start SUPPLIED TEXT

INFLATION--FED's cutting rates again...

Houses shouldn't be viewed as investment assets. They are homes. People live in them. That should be the primary focus on residential real estate. I get it, that makes houses valuable and so people will use them to make money. But all things being equal older homes would lose value not gain value. Only if demand increases should home values go up. Rate of population increase is a big reason. Here is another reason to reduce/stop immigration for now.
 
Houses shouldn't be viewed as investment assets. They are homes. People live in them. That should be the primary focus on residential real estate. I get it, that makes houses valuable and so people will use them to make money. But all things being equal older homes would lose value not gain value. Only if demand increases should home values go up. Rate of population increase is a big reason. Here is another reason to reduce/stop immigration for now.
Government regulations preventing construction has made them investments.
 
There are people and forces out there who do not like the idea of common American people owning their own property.
And plenty of these same people are pushing to try to get Americans to lower their standards and expectations. Get used to a lower standard of living, it's all good, they say.
 
“I would expect food prices to fall over the next six months, that’s certainly the forecast here in the US,” said Joseph Glauber, senior fellow at the Washington-based International Food Policy Research Institute. “All the signs on the commodity side still point to essentially lower prices by the end of the year with the new harvest in. It’s just taking a while for this inflation at the consumer level to abate.”
 
Government regulations preventing construction has made them investments.

Yes. Government causes inflation and makes owning things harder for working Americans. Think about that the next time a Republican or "conservative" introduces a program to fix an economic issue.
 
“I would expect food prices to fall over the next six months, that’s certainly the forecast here in the US,” said Joseph Glauber, senior fellow at the Washington-based International Food Policy Research Institute. “All the signs on the commodity side still point to essentially lower prices by the end of the year with the new harvest in. It’s just taking a while for this inflation at the consumer level to abate.”

end SUPPLIED TEXT
start GIVEN DATA

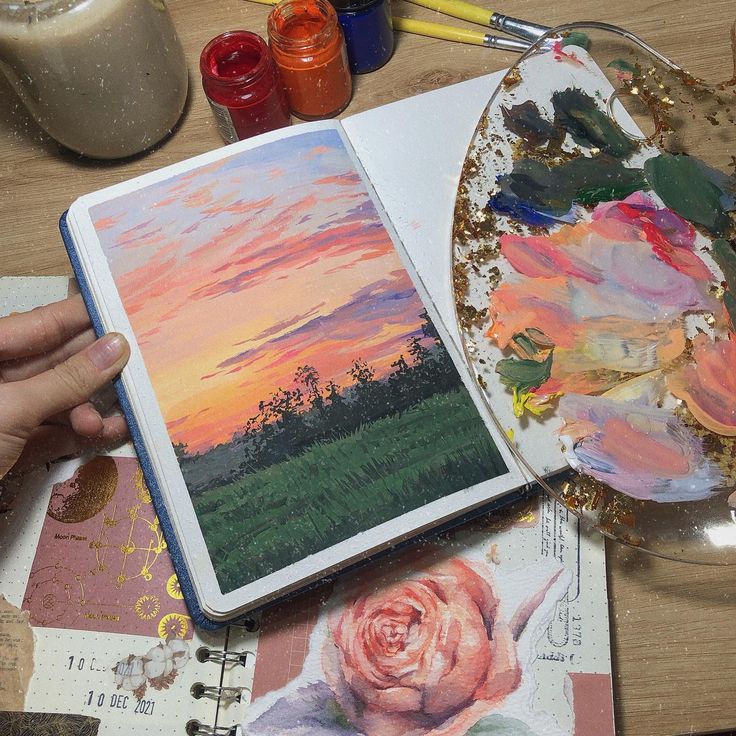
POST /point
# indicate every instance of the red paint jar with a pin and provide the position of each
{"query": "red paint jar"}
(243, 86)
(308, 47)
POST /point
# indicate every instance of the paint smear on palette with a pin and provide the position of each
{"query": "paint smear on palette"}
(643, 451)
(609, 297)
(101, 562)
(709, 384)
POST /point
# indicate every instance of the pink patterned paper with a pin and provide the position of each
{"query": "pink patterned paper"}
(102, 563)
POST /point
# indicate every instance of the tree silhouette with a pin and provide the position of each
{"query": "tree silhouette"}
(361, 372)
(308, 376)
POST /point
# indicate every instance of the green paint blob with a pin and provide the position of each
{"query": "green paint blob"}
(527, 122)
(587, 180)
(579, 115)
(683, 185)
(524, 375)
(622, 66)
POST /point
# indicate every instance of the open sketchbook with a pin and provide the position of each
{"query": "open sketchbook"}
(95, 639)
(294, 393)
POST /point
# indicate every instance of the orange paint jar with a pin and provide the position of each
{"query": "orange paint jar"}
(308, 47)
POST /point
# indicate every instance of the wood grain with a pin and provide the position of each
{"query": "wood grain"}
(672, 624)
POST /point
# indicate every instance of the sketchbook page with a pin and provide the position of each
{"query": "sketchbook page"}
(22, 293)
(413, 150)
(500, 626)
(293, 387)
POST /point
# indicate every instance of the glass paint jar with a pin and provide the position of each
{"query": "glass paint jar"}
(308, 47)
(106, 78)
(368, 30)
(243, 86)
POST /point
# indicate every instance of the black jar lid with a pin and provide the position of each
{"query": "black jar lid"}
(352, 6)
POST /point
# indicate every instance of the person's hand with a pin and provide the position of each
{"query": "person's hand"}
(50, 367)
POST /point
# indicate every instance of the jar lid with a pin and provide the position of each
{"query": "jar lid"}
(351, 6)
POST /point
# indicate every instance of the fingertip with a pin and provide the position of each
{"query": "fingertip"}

end GIVEN DATA
start GIVEN DATA

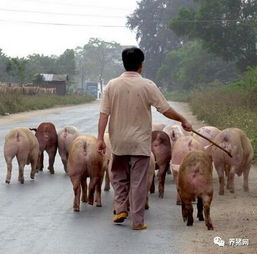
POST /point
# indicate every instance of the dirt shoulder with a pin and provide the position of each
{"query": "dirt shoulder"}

end GIVEN DATA

PROBLEMS TO WORK ON:
**a.** Quote the inflation thread word for word, beginning at the words "And plenty of" and stopping after "an economic issue.".
**b.** How many lines of the records contain the string "patterned", with case counting? Reply with the number alone.

THE SOLUTIONS:
**a.**
And plenty of these same people are pushing to try to get Americans to lower their standards and expectations. Get used to a lower standard of living, it's all good, they say.
 
“I would expect food prices to fall over the next six months, that’s certainly the forecast here in the US,” said Joseph Glauber, senior fellow at the Washington-based International Food Policy Research Institute. “All the signs on the commodity side still point to essentially lower prices by the end of the year with the new harvest in. It’s just taking a while for this inflation at the consumer level to abate.”
 
Government regulations preventing construction has made them investments.

Yes. Government causes inflation and makes owning things harder for working Americans. Think about that the next time a Republican or "conservative" introduces a program to fix an economic issue.

**b.** 2